• **Exercise objective**: Please set out every line of the rows below as a numbered list, skipping blank lines and leaving the pictures out.

====== Provided data

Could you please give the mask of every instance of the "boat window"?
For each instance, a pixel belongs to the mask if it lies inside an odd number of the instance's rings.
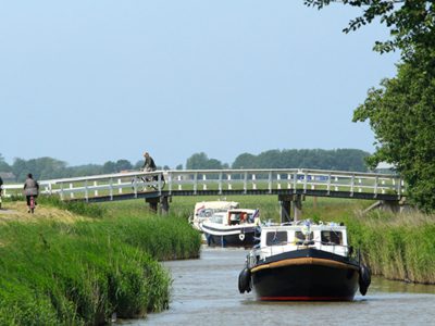
[[[213,216],[210,217],[210,221],[211,221],[212,223],[222,224],[222,222],[223,222],[223,216],[222,216],[222,215],[213,215]]]
[[[229,213],[229,225],[239,224],[241,222],[241,213]]]
[[[324,230],[321,236],[324,244],[343,244],[343,234],[340,231]]]
[[[295,240],[296,241],[304,241],[306,239],[308,239],[308,240],[312,240],[314,238],[314,235],[313,235],[313,233],[310,233],[309,235],[308,235],[308,238],[306,238],[306,236],[302,234],[302,231],[296,231],[295,233]]]
[[[287,231],[268,233],[265,235],[266,246],[278,246],[287,243]]]
[[[212,209],[202,210],[198,213],[198,217],[210,217],[213,214]]]

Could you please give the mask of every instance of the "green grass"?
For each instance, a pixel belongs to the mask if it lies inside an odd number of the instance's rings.
[[[95,210],[107,212],[84,212]],[[99,325],[166,309],[171,277],[158,260],[198,256],[200,237],[184,218],[121,211],[0,225],[0,325]]]

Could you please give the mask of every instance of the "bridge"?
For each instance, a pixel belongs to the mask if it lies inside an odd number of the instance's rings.
[[[276,195],[282,220],[297,216],[307,196],[377,200],[396,205],[405,198],[397,175],[307,168],[169,170],[125,172],[40,180],[40,193],[62,200],[103,202],[142,198],[151,210],[169,211],[173,196]],[[3,185],[3,195],[21,195],[22,185]]]

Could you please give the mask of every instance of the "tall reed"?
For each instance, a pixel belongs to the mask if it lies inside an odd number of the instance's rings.
[[[119,217],[0,226],[0,325],[98,325],[169,304],[156,261],[198,256],[181,218]]]

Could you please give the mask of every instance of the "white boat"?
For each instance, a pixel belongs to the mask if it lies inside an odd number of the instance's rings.
[[[226,212],[238,208],[238,202],[215,200],[201,201],[195,204],[194,215],[189,216],[189,223],[198,230],[201,230],[199,224],[208,221],[214,213]]]
[[[239,274],[240,293],[252,288],[260,300],[353,300],[368,291],[371,274],[336,223],[261,227],[259,243]]]
[[[251,248],[260,225],[259,210],[231,209],[199,224],[209,246]]]

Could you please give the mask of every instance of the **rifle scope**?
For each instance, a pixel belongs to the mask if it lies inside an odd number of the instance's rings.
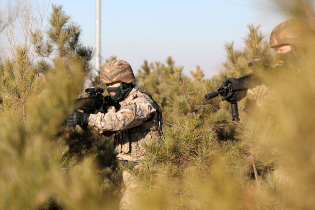
[[[96,87],[90,87],[85,89],[85,93],[88,95],[93,95],[97,93],[104,93],[105,89],[102,85]]]

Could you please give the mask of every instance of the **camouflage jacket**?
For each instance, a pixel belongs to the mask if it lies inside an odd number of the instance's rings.
[[[107,136],[114,133],[117,158],[137,162],[146,154],[145,143],[162,137],[161,110],[151,96],[140,92],[137,85],[119,104],[117,111],[112,106],[107,113],[90,114],[89,125]]]

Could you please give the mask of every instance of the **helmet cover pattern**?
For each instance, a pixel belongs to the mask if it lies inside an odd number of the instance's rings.
[[[105,65],[100,72],[101,81],[109,84],[116,81],[128,83],[135,80],[130,65],[122,60],[111,61]]]

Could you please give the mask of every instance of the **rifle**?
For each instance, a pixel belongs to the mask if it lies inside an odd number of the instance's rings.
[[[84,113],[96,114],[98,112],[108,112],[107,106],[113,106],[116,110],[120,109],[120,105],[117,101],[113,101],[110,96],[103,96],[105,88],[102,86],[91,87],[85,89],[85,93],[89,96],[76,99],[75,103],[78,109]],[[74,129],[75,128],[69,128]]]
[[[218,88],[217,90],[208,93],[205,96],[206,100],[209,100],[218,96],[221,95],[222,97],[226,95],[230,92],[234,92],[239,90],[246,90],[252,88],[257,85],[263,84],[263,82],[259,78],[257,73],[262,71],[270,72],[275,66],[278,65],[278,64],[271,65],[272,57],[271,55],[268,55],[264,58],[257,59],[250,63],[248,67],[252,69],[252,72],[246,75],[236,79],[237,82],[232,83],[228,81],[222,82],[221,86]],[[274,73],[273,72],[272,73]],[[248,106],[250,106],[251,102],[248,100],[246,101],[245,108]],[[231,109],[232,110],[232,120],[238,122],[239,118],[238,116],[238,109],[236,102],[231,103]]]
[[[84,113],[92,114],[98,112],[107,113],[106,106],[114,106],[115,108],[119,109],[120,105],[117,101],[113,101],[110,96],[103,96],[105,88],[102,86],[96,87],[91,87],[85,89],[85,93],[88,95],[87,97],[78,98],[75,103]]]

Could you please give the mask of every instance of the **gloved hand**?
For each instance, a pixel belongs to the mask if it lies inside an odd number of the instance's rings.
[[[225,84],[226,86],[228,86],[229,83],[236,84],[238,83],[238,81],[237,81],[237,80],[235,78],[228,78],[226,80],[226,81],[224,81],[223,82],[225,83]],[[223,97],[222,100],[226,100],[227,102],[230,103],[236,103],[246,96],[247,92],[247,88],[236,90],[233,91],[228,91],[226,96]]]
[[[89,124],[89,113],[76,111],[68,116],[66,124],[68,126],[76,126],[77,125],[87,126]]]

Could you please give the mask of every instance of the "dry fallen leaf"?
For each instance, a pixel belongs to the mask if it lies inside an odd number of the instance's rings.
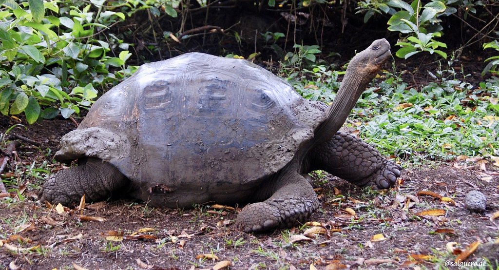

============

• **Full response**:
1. Could you please give the mask of every instance of the "boat window"?
2. For each instance, a pixel belongs to the mask if it lies inside an odd number of the instance's rings.
3. [[[213,216],[210,217],[210,221],[211,221],[212,223],[222,224],[222,222],[223,222],[223,216],[222,216],[222,215],[213,215]]]
4. [[[229,213],[229,225],[239,224],[241,222],[241,213]]]
5. [[[324,230],[321,236],[324,244],[343,244],[343,234],[340,231]]]
6. [[[295,240],[296,241],[304,241],[306,239],[308,239],[308,240],[312,240],[314,238],[314,235],[313,235],[313,233],[310,233],[309,235],[308,235],[308,238],[306,238],[306,236],[302,234],[302,231],[296,231],[295,233]]]
7. [[[287,231],[268,233],[265,235],[266,246],[278,246],[287,243]]]
8. [[[212,209],[202,210],[198,213],[198,217],[210,217],[213,214]]]
9. Could you please give the mask of every instance of the "green grass"?
10. For each instance, a pixel belongs to the mask if it lies inside an odd number of the instance's rings.
11. [[[95,210],[107,212],[84,212]],[[99,325],[166,309],[171,277],[158,260],[198,256],[200,237],[184,218],[121,211],[0,225],[0,325]]]
12. Could you please give the mask of every instance of the "bridge"?
13. For each instance, a pixel belongs to the mask if it lies inside an odd number of the instance's rings.
14. [[[276,195],[282,220],[297,216],[307,196],[377,200],[396,205],[405,198],[397,175],[307,168],[169,170],[125,172],[40,180],[40,193],[62,200],[103,202],[142,198],[151,210],[169,211],[173,196]],[[3,185],[3,195],[21,195],[22,185]]]
15. Could you please give the mask of every instance of the "tall reed"?
16. For each instance, a pixel belongs to the mask if it lies inside an odd number of the instance's rings.
17. [[[119,217],[0,226],[0,325],[98,325],[169,304],[156,261],[198,256],[181,218]]]
18. Could you please give the mask of every instance of the "white boat"?
19. For each instance, a pixel belongs to the mask if it lies inside an odd number of the instance's rings.
20. [[[226,212],[238,208],[238,202],[215,200],[201,201],[195,204],[194,215],[189,216],[189,223],[198,230],[201,230],[199,224],[208,221],[214,213]]]
21. [[[239,274],[240,293],[252,288],[260,300],[353,300],[368,291],[371,274],[336,223],[261,227],[259,243]]]
22. [[[251,248],[260,225],[259,210],[231,209],[199,224],[209,246]]]
23. Could you please give the mask of every instance of the **rifle scope**?
24. For each instance, a pixel belongs to the mask if it lies inside an odd number of the instance's rings.
25. [[[96,87],[90,87],[85,89],[85,93],[88,95],[93,95],[97,93],[104,93],[105,89],[102,85]]]
26. Could you please give the mask of every instance of the **camouflage jacket**?
27. For each instance, a pixel belongs to the mask if it lies inside an odd number of the instance's rings.
28. [[[107,136],[114,133],[117,158],[137,162],[146,154],[145,143],[162,137],[161,110],[151,96],[140,92],[137,85],[119,104],[117,111],[112,106],[107,113],[90,114],[89,125]]]
29. Could you please give the mask of every instance of the **helmet cover pattern**?
30. For each instance, a pixel belongs to the mask if it lies inside an odd number of the instance's rings.
31. [[[105,65],[100,72],[101,81],[109,84],[116,81],[128,83],[135,80],[130,65],[122,60],[111,61]]]
32. Could you please give the mask of every instance of the **rifle**?
33. For each instance, a pixel belongs to the mask if it lies inside an odd number of the instance's rings.
34. [[[84,113],[96,114],[98,112],[108,112],[107,106],[113,106],[116,110],[120,109],[120,105],[117,101],[113,101],[110,96],[103,96],[105,88],[102,86],[91,87],[85,89],[85,93],[89,96],[76,99],[75,103],[78,109]],[[74,129],[75,128],[69,128]]]
35. [[[218,88],[217,90],[208,93],[205,96],[206,100],[209,100],[218,96],[221,95],[222,97],[226,95],[230,92],[234,92],[239,90],[246,90],[252,88],[257,85],[263,84],[263,82],[259,78],[257,73],[262,71],[270,72],[275,66],[278,65],[278,64],[271,65],[272,57],[271,55],[268,55],[264,58],[257,59],[250,63],[248,67],[252,69],[252,72],[246,75],[236,79],[237,82],[232,83],[228,81],[222,82],[221,86]],[[274,73],[273,72],[272,73]],[[248,106],[250,106],[251,102],[248,100],[246,101],[245,108]],[[231,109],[232,110],[232,120],[238,122],[239,118],[238,116],[238,109],[236,102],[231,103]]]
36. [[[84,113],[92,114],[98,112],[107,113],[106,106],[114,106],[115,108],[119,109],[120,105],[117,101],[113,101],[110,96],[103,96],[105,88],[102,86],[96,87],[91,87],[85,89],[85,93],[88,95],[87,97],[78,98],[75,103]]]
37. Could you please give the mask of every instance of the **gloved hand**?
38. For each instance, a pixel belongs to the mask if it lies inside an odd number of the instance's rings.
39. [[[225,84],[226,86],[228,86],[229,83],[236,84],[238,83],[238,81],[237,81],[237,80],[235,78],[228,78],[226,80],[226,81],[224,81],[223,82],[225,83]],[[223,97],[222,100],[226,100],[227,102],[230,103],[236,103],[246,96],[247,92],[247,88],[236,90],[233,91],[228,91],[226,96]]]
40. [[[89,124],[89,113],[76,111],[68,116],[66,124],[68,126],[76,126],[77,125],[87,126]]]
41. Could you please give the mask of every instance of the "dry fallen leaf"?
42. For each instance, a pixel belongs to the mask if it lies inside an odd number of the instance's rings.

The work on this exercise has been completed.